▸ **WORK TO COMPLETE**:
Which lines below contain the word "integer"? Report each of them in full.

▸ **RECORDS FOR THE TASK**:
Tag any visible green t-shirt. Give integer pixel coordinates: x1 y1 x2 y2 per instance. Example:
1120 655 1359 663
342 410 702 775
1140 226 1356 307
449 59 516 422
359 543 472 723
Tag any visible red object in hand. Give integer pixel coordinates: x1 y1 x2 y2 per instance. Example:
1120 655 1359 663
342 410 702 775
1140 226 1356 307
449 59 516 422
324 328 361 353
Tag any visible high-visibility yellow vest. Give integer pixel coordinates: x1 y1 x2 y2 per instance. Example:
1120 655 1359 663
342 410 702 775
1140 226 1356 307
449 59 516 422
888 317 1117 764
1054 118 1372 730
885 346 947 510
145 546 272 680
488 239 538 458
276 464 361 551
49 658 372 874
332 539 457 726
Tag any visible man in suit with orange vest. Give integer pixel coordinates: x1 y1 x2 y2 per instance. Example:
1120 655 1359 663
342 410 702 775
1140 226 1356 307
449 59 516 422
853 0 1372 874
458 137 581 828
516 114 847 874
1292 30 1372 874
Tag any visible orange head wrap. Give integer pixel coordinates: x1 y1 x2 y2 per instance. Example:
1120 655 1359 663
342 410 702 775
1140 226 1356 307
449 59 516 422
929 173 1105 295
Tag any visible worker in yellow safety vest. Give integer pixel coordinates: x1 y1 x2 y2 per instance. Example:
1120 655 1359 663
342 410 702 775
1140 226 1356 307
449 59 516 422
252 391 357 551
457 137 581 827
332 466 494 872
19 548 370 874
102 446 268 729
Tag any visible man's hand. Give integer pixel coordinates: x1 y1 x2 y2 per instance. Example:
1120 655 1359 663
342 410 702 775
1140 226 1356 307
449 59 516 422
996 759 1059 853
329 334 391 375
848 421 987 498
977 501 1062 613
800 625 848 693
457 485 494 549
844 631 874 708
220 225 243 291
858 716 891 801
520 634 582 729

▸ **RESPONSE**:
Tag any visible green t-shirt. Give integer pixel coordinates: x1 y1 x2 y2 per instance. Example:
Tag any visible red object in hand. Give integer pixel coordinates: x1 y1 x2 y2 per instance. Example:
Tag any visible high-visibility yellow vest. Give integer pixel coordinates: x1 y1 x2 y2 per instance. Example:
Tag any visible man in suit with orange vest. Give integer pixel coordinates: x1 y1 x2 y2 per instance. Example:
Tag any visible orange head wrap. Give integer pixel coordinates: x1 y1 x2 y2 per instance. Example:
Tag any visible worker in yellow safety vest. Give integer pixel coordinates: x1 y1 x2 y2 per instance. Example:
Tag any visible man's hand. Give integer pixel coordinates: x1 y1 x2 y2 per instance. Example:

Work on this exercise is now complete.